Data lines

------------------------------------------------

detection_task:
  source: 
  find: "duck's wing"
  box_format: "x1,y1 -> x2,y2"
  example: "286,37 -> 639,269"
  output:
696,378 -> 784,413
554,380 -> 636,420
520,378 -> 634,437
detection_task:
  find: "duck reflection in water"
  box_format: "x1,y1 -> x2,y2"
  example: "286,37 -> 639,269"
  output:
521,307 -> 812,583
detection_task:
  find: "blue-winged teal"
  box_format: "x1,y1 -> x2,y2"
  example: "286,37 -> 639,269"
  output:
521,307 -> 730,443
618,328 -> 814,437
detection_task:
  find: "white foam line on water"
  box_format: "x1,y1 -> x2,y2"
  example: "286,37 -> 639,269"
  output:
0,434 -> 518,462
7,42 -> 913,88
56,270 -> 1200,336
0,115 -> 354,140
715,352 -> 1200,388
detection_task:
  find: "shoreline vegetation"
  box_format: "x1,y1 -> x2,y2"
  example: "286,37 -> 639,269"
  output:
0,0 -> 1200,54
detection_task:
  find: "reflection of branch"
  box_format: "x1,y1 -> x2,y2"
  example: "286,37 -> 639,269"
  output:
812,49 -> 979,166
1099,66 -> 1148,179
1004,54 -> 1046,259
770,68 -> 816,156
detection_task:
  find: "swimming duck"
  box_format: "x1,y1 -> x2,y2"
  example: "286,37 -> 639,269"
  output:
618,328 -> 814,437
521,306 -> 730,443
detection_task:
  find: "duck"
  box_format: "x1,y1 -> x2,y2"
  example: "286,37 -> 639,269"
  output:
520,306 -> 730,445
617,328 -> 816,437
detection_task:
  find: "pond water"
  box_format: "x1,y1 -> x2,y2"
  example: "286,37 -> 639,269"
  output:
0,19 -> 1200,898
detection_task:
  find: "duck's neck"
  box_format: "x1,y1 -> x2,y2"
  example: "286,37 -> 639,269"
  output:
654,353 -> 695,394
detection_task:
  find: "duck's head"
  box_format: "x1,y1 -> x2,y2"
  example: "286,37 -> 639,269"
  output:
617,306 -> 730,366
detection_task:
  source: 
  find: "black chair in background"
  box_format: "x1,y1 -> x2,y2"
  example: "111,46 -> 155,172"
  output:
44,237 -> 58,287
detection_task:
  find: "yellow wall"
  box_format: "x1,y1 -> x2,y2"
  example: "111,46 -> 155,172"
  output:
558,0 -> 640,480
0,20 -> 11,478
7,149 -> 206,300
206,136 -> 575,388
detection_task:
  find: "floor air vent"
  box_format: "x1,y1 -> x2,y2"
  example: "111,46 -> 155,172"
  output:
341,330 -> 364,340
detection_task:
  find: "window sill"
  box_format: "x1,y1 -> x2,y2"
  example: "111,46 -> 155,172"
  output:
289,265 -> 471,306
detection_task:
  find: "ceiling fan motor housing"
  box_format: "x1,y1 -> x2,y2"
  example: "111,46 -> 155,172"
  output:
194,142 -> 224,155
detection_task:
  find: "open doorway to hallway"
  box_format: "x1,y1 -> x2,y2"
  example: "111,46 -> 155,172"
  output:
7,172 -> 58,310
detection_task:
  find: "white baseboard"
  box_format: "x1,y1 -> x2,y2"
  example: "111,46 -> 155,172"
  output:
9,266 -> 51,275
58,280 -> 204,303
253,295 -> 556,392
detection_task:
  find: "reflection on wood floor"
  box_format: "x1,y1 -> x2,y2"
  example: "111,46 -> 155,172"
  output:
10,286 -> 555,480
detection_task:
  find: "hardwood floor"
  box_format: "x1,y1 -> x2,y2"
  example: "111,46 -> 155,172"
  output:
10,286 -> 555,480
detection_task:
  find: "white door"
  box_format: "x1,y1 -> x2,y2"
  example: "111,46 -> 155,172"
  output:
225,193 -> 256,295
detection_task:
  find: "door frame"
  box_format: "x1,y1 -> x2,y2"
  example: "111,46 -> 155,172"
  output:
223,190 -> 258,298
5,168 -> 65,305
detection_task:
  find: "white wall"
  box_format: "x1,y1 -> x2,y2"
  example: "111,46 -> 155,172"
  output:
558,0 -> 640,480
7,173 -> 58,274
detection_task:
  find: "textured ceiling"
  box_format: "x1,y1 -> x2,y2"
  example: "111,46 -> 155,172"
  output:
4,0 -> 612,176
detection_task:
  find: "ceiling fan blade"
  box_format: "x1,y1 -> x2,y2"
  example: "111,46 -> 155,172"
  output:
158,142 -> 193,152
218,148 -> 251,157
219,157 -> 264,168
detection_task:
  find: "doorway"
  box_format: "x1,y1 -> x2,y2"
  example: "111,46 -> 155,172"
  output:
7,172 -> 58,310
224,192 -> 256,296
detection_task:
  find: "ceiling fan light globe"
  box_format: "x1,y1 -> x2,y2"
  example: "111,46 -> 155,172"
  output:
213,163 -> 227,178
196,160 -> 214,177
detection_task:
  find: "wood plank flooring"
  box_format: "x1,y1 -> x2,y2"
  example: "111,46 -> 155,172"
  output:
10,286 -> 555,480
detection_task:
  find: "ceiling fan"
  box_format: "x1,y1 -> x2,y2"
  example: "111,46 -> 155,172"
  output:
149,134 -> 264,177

------------------------------------------------

▶ [Goal of the exercise]: Starting at the first line of the entries and ending at the line that contains "770,68 -> 816,156", present each line as an item in a numbered list, leaving out any blank lines.

▶ [Result of this exercise]:
1. detection_task:
2.   source: 
3.   find: "duck's wing"
4.   box_format: "x1,y1 -> x2,y2"
5.   example: "286,37 -> 639,269"
6.   output:
7. 696,378 -> 784,413
8. 554,380 -> 636,420
9. 520,378 -> 634,437
10. detection_task:
11.   find: "duck reflection in water"
12.   box_format: "x1,y1 -> x2,y2"
13.   example: "286,37 -> 639,269"
14.   output:
15. 521,307 -> 812,583
16. detection_task:
17.   find: "blue-winged teal"
18.   box_format: "x1,y1 -> x2,y2"
19.   example: "286,37 -> 639,269"
20.   output:
21. 521,307 -> 730,443
22. 618,328 -> 814,437
23. detection_task:
24.   find: "white foam line on water"
25.   box_format: "x1,y1 -> x2,y2"
26.   example: "286,37 -> 639,269"
27.   output:
28. 0,434 -> 518,462
29. 7,42 -> 913,88
30. 56,270 -> 1200,336
31. 0,115 -> 354,140
32. 715,352 -> 1200,388
33. detection_task:
34.   find: "shoreline vegetation"
35.   box_format: "x1,y1 -> x2,y2"
36.   example: "286,37 -> 639,269"
37.   output:
38. 0,0 -> 1200,54
39. detection_task:
40.   find: "reflection of branch"
41.   box_format: "x1,y1 -> x2,y2"
42.   example: "286,37 -> 639,269"
43.   output:
44. 812,49 -> 979,166
45. 1099,66 -> 1148,179
46. 1004,54 -> 1046,259
47. 770,68 -> 816,156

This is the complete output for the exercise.